Source information =>
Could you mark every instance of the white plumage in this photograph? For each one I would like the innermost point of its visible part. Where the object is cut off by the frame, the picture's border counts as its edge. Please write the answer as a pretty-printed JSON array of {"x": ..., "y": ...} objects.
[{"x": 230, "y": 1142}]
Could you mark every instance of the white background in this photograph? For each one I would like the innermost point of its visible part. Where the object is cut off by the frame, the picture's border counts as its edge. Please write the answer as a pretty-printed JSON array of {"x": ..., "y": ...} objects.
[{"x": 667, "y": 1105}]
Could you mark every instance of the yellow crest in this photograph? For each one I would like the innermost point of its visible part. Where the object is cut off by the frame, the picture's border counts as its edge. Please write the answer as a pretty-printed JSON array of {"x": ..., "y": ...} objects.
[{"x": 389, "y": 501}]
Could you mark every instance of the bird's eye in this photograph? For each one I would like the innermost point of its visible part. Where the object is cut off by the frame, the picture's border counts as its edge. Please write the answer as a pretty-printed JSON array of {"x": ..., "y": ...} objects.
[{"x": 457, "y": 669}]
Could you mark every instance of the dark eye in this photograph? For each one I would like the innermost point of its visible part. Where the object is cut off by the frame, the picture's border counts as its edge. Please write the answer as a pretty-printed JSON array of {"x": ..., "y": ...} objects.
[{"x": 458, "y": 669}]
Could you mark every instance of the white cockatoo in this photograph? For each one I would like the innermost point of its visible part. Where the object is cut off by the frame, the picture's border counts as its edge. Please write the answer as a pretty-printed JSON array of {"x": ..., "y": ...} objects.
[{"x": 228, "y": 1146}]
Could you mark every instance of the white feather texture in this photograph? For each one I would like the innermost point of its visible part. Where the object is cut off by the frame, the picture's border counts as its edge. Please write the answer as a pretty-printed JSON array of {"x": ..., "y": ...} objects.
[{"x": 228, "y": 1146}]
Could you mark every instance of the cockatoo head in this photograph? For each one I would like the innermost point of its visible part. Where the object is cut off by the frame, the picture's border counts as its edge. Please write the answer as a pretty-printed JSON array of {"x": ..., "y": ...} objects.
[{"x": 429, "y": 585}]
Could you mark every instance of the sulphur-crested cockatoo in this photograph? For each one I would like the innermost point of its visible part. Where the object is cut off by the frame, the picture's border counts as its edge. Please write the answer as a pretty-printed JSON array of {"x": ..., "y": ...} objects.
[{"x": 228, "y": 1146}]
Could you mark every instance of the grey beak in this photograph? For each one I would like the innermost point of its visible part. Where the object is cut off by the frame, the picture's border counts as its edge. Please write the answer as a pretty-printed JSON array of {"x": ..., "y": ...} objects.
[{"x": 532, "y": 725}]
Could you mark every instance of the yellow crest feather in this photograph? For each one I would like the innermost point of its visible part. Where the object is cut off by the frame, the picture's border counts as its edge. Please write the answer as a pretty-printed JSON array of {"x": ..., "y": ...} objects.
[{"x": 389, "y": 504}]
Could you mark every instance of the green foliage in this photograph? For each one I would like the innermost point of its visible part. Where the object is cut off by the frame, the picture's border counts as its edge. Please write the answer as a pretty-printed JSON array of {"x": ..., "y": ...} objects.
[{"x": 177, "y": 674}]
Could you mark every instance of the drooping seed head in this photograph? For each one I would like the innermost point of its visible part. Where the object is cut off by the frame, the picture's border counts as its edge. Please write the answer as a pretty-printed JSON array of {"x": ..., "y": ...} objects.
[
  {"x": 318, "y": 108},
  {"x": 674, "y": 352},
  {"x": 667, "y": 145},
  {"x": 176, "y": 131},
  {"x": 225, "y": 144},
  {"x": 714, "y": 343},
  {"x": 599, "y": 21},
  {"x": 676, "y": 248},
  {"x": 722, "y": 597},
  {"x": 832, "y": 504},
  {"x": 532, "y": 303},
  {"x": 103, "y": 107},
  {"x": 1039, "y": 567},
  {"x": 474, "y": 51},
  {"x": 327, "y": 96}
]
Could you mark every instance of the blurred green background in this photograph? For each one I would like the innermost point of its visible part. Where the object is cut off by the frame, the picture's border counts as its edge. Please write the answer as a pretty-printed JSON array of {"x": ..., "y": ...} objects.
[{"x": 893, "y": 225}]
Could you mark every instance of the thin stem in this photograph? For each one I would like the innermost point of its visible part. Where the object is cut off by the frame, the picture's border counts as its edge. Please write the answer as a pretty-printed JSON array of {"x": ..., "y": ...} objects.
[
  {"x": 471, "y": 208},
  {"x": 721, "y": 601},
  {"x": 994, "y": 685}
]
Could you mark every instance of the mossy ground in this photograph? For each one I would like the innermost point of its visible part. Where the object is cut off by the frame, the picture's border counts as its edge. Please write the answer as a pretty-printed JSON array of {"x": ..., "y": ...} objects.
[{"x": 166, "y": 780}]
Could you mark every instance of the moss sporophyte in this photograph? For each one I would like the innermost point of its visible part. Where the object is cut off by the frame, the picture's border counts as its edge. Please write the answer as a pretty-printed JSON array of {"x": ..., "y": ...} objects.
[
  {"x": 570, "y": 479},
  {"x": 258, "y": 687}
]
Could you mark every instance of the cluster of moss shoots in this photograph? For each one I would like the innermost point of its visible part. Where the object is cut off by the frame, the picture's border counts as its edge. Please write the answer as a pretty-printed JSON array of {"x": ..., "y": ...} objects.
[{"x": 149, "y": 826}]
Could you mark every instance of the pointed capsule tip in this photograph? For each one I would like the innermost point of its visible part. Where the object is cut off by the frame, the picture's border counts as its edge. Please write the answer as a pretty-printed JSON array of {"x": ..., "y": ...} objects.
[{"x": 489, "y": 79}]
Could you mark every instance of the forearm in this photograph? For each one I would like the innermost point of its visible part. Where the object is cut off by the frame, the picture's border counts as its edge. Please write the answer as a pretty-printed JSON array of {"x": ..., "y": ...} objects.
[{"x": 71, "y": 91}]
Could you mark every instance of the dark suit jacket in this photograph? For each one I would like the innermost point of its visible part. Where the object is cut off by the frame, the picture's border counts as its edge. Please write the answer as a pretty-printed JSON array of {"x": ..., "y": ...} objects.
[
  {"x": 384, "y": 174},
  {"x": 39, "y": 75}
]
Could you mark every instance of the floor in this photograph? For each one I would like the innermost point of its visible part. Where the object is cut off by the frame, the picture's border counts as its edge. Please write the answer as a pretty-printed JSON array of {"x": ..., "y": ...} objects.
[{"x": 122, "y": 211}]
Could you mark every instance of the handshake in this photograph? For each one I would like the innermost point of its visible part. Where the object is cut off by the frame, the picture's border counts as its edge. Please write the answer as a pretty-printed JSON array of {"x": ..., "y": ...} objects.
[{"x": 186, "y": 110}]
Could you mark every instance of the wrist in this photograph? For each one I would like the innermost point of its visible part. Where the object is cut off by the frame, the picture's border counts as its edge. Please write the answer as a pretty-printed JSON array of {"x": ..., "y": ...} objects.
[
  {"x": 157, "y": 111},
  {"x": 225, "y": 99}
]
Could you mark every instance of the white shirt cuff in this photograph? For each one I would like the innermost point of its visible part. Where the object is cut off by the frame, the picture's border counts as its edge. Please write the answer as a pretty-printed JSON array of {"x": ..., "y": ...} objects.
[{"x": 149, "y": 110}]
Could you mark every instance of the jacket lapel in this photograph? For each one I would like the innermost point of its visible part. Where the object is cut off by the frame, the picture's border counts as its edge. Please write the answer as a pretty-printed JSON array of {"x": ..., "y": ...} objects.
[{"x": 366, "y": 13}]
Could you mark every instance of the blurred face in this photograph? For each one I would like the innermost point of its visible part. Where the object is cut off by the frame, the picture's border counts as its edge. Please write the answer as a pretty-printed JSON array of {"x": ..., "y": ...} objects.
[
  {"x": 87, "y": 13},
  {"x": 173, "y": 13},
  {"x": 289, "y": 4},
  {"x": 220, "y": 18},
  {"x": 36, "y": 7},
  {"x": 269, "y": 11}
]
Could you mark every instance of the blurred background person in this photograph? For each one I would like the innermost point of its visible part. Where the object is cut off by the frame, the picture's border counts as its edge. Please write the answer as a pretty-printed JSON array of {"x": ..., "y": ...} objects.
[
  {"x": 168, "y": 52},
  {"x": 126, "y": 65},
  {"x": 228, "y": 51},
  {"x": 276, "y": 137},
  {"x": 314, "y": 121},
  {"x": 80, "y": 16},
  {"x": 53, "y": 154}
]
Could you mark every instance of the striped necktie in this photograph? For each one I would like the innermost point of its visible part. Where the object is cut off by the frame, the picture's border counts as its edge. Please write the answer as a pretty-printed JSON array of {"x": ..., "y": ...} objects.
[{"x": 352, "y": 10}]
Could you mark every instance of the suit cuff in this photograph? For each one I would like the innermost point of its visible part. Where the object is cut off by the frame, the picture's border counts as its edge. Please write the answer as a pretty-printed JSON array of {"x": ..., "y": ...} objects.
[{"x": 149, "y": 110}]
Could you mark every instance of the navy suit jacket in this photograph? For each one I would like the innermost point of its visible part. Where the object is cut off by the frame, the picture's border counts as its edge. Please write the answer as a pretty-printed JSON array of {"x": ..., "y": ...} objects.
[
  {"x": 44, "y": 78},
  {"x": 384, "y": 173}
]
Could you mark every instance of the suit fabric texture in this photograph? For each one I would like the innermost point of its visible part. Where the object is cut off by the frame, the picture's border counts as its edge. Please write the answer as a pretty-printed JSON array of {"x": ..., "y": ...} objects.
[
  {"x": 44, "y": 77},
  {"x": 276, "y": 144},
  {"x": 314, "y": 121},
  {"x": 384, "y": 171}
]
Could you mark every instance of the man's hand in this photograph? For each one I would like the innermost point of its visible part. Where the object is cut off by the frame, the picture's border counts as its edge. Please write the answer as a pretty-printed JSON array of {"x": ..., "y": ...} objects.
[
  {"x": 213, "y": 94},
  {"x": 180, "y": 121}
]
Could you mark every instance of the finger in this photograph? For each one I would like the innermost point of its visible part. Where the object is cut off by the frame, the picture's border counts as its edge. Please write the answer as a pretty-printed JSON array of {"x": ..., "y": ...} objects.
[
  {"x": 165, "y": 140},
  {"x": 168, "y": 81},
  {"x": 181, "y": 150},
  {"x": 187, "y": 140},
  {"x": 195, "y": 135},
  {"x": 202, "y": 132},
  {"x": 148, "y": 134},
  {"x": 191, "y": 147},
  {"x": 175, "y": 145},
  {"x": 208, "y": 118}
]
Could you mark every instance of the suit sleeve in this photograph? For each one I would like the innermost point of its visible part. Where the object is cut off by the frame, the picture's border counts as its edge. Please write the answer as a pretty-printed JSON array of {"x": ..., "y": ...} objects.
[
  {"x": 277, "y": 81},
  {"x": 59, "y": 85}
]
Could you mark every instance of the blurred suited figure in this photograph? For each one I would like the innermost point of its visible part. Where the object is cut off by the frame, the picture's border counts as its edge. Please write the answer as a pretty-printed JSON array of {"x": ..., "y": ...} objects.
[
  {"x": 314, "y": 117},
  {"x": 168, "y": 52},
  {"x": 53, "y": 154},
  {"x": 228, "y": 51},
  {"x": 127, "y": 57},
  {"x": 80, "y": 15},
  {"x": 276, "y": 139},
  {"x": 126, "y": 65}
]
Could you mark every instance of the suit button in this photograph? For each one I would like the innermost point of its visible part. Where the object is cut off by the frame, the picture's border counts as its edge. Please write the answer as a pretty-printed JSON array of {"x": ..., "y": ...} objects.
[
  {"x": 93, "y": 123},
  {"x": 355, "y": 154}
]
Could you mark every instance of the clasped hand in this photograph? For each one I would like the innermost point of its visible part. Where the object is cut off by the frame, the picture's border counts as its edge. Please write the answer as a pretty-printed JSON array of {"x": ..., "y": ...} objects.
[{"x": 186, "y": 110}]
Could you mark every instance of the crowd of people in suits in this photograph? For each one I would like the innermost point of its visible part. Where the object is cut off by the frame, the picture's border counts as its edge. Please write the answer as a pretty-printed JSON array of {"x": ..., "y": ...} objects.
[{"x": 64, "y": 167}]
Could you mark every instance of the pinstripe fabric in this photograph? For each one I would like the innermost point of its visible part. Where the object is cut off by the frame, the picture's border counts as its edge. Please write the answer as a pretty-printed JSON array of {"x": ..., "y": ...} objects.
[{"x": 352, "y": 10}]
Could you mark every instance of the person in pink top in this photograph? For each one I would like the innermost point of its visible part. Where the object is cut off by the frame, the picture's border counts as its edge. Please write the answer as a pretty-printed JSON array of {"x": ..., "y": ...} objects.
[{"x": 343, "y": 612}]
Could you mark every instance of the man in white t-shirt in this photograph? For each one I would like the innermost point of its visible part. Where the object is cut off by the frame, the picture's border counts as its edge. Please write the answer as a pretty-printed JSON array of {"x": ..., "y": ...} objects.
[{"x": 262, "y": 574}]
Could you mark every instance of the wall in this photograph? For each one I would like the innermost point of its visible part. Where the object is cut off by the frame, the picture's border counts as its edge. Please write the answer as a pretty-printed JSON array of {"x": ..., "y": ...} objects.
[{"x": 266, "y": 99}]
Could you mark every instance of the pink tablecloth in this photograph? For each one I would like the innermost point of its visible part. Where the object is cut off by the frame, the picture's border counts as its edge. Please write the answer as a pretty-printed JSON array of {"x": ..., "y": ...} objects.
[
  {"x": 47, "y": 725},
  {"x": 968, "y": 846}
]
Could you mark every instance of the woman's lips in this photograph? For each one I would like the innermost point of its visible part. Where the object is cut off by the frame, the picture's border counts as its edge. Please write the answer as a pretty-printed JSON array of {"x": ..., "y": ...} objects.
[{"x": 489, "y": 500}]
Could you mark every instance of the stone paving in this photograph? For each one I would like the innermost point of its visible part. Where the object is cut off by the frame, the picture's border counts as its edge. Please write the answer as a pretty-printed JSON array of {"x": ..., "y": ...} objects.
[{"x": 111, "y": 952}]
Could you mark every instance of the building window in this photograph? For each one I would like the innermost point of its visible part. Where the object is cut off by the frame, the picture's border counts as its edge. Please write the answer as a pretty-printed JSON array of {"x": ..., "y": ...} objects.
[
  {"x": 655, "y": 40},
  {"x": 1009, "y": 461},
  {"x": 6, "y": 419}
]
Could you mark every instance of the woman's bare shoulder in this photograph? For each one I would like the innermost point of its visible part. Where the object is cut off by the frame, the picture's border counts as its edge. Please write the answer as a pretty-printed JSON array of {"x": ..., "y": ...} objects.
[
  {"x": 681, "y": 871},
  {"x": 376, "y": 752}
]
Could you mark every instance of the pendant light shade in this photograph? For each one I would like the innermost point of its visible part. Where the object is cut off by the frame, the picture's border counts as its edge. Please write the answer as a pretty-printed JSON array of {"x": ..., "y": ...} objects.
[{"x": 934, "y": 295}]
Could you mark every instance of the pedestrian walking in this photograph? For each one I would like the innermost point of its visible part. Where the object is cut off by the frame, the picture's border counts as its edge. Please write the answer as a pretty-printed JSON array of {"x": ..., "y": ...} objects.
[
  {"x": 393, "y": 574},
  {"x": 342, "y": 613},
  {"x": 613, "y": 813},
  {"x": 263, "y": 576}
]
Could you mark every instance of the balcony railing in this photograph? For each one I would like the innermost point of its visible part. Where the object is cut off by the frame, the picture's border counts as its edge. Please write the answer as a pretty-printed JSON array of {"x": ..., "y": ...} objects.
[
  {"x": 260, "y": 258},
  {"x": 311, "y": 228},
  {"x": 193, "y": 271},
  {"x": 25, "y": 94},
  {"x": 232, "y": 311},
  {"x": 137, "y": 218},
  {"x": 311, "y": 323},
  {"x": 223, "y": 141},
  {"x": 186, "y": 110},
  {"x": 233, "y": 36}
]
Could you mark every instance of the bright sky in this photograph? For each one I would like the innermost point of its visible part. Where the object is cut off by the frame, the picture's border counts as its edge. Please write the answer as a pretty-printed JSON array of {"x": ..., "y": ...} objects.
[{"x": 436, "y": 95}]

Exercise description => Nothing but the lines from the one containing "Could you mark every instance of the bright" through the end of the entries belongs in the answer; repeat them exactly.

Solution to this problem =>
Could you mark every instance of the bright sky in this photograph? For each one I would like the innermost point of its visible part. Where the object is cut off by the frame, the picture's border counts as its edge. Please write the answer as a pretty-printed JSON array of {"x": ..., "y": ...} objects.
[{"x": 436, "y": 95}]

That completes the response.